§ EXERCISE BRIEF
Would you please restate the data exactly as it stands, apart from the pictures?

§ TASK INPUT

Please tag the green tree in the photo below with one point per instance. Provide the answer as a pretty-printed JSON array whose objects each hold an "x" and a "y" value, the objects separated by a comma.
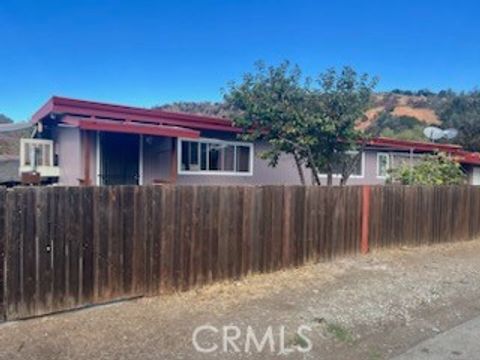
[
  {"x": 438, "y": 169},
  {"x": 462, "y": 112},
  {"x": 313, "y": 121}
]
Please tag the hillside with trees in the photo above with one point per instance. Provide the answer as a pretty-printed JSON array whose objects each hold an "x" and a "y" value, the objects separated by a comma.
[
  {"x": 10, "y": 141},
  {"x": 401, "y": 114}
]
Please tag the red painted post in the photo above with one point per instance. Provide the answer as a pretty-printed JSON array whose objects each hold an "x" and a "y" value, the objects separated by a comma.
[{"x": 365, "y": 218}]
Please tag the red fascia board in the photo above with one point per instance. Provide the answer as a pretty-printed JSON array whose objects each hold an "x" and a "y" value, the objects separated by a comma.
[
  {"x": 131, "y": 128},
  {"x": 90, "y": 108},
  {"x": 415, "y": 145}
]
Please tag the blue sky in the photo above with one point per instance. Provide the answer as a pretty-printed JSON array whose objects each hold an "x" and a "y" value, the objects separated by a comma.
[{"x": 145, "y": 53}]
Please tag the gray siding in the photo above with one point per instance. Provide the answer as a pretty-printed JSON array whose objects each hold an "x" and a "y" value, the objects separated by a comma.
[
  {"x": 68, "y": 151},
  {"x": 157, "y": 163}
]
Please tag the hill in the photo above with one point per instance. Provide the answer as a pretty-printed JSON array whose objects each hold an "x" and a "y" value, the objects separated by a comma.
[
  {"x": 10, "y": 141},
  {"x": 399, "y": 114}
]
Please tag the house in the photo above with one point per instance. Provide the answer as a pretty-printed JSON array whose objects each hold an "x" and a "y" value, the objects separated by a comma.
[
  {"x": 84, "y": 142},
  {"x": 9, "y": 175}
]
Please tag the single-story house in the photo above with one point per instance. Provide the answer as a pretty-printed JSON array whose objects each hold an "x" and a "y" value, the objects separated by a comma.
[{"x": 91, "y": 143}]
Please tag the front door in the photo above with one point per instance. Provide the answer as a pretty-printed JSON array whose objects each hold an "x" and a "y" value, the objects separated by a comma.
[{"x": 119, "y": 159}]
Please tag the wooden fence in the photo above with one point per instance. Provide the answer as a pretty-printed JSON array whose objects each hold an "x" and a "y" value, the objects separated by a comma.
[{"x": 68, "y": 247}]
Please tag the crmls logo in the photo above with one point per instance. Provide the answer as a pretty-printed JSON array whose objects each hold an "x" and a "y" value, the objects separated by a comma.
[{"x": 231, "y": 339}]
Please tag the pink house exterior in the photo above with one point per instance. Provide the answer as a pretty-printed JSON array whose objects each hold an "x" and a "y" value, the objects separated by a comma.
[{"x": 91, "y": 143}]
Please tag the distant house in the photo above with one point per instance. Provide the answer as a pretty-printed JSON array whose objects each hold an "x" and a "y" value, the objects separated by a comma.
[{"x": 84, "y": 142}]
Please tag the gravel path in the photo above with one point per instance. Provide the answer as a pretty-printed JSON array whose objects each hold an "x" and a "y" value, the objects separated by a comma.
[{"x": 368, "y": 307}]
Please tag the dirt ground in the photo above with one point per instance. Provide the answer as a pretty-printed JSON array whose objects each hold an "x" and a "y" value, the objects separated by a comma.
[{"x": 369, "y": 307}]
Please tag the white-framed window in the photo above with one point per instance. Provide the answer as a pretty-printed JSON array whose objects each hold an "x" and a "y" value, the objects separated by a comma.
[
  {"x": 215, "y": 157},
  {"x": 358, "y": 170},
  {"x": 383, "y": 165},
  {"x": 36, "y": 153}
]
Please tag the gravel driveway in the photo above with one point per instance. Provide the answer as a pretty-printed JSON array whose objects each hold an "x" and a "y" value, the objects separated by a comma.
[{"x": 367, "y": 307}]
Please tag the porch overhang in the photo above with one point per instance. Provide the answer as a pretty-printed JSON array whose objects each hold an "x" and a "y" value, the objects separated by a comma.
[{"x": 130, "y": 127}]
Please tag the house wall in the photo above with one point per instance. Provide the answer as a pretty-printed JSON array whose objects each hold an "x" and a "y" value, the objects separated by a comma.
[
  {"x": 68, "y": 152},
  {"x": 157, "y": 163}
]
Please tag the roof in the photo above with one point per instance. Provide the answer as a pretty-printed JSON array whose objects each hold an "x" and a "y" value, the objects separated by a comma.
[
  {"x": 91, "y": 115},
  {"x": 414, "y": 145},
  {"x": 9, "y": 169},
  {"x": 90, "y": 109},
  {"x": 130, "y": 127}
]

§ ANSWER TO THE EXERCISE
Please tag the green tree in the photo below with one point per instance. Provide the answer as a pretty-printed JSON array whose objects each hold an "x" and a "y" value, the objects separated by a comma.
[
  {"x": 438, "y": 169},
  {"x": 462, "y": 112},
  {"x": 313, "y": 121}
]
Please tag the hillside with trees in the photo above with one point per instance. Provide the answer as a pretty-printed JSON array whose objects each hold an "x" and a "y" value, the objects separated by a comma.
[
  {"x": 10, "y": 141},
  {"x": 401, "y": 114}
]
Please tag the red painted post in the photo above with one point per instance. Provide the answer as a pretty-printed JSON array whose objects each hold an "x" and a "y" value, the objects separated by a comma.
[{"x": 365, "y": 218}]
Please tag the red fascia board in the photo above with one point per instance. Provide the answer as a pretty-printed JSON array whose objects each hold an "x" and a "y" value, the objects separated by a comma.
[
  {"x": 131, "y": 128},
  {"x": 90, "y": 108},
  {"x": 415, "y": 145}
]
Please tag the blue sky in the photo above with one point per instance. Provide the answer as a pretty-printed JSON array whose objects each hold an "x" and a "y" value, the objects separated by a comma.
[{"x": 145, "y": 53}]
Please tag the gray siding in the photo above with one point per instance. Provide the answer as a pretty-printed JSON array whose objects each hold an "x" and a "y" value, the objects separated by a comma.
[
  {"x": 68, "y": 151},
  {"x": 157, "y": 163}
]
Please tag the hill in the photo above with one point per instance. Provide the answer as a pretty-printed JSON array whose objects each hold an "x" and a "y" value, the objects separated by a comma.
[
  {"x": 10, "y": 141},
  {"x": 399, "y": 114}
]
Please tag the house in the photo above with one point per instance. Provide the answer as a pretty-printed JSON array whose objects each hold an "x" and a "y" value, the objects separated by a comma.
[
  {"x": 84, "y": 142},
  {"x": 9, "y": 175}
]
Please tag the single-story house in the photo above with one point per instance. Provide the answer as a pretty-printed JSON array whose objects each hold an "x" and a "y" value, the objects separated by a comma.
[{"x": 91, "y": 143}]
Please tag the front door in the photo above with one point per instance. Provide the answer as a pretty-printed JSON array whose objects each hold an "x" and a "y" value, the objects separated by a comma.
[{"x": 119, "y": 159}]
Please tag the wooden fence in the photo above with one point per instance. Provide the answer as a pretty-printed JSON array whose objects each hold an "x" and a "y" value, the objects separated by a comma.
[{"x": 68, "y": 247}]
Please tag the crmls logo in the photo above with one point per instance. Provide the answer as a pretty-printed JSON array whose objects each hold an "x" and a "y" value, the objects separated by a comma.
[{"x": 231, "y": 339}]
Please tag the pink house exterior in the photo above with one point per instance. Provide the answer as a pretty-printed JSON array whose objects each hold an "x" and a "y" value, the objects separated by a comma.
[{"x": 91, "y": 143}]
Please tag the distant house in the photo above with one point per instance. Provide the answer as a pretty-printed JSON array whose objects each hold an "x" and a "y" value, the objects separated by a comma.
[{"x": 84, "y": 142}]
Please tag the gravel path in the photo above with one point per instance. Provide the answer as a pretty-printed JSON array whose objects each hold an "x" and a "y" value, the objects separated by a comma.
[{"x": 368, "y": 307}]
Please tag the dirt ground in the photo above with one point per instance. Provide the answer as a pretty-printed JSON array whose objects each hold an "x" and a "y" value, the objects separated by a comma.
[{"x": 369, "y": 307}]
Please tag the white-framed window in the photo above with one point per instance. Provide the answer as a pretty-printed JSON array whose objects each hold an "x" and a "y" value, the objects separated by a comma.
[
  {"x": 215, "y": 157},
  {"x": 358, "y": 170},
  {"x": 383, "y": 165},
  {"x": 36, "y": 153}
]
Please tag the gravel driveway in the photo above with one point per instance. Provide the answer as a pretty-printed JSON array whose objects each hold an "x" and a "y" value, the objects separated by a comma.
[{"x": 367, "y": 307}]
Please tag the porch overhang in the photo above with one point per instance. Provide the answer as a pretty-printed JSON array whose objects each hold an "x" and a "y" value, the objects separated by a comma.
[{"x": 130, "y": 127}]
Please tag the house wall in the photo above with one point per instance. Provide the answer as a pretty-printed JSON array whose objects each hold an "x" and a "y" value, the objects separated by a comma.
[
  {"x": 68, "y": 152},
  {"x": 157, "y": 163}
]
Please tag the roof in the photo above with one point per instance. Provide the answer as a pretty-printed JSON array whose objects each hold an "x" and a "y" value, the objects separated by a comma.
[
  {"x": 91, "y": 115},
  {"x": 414, "y": 145},
  {"x": 9, "y": 169},
  {"x": 90, "y": 109},
  {"x": 130, "y": 127}
]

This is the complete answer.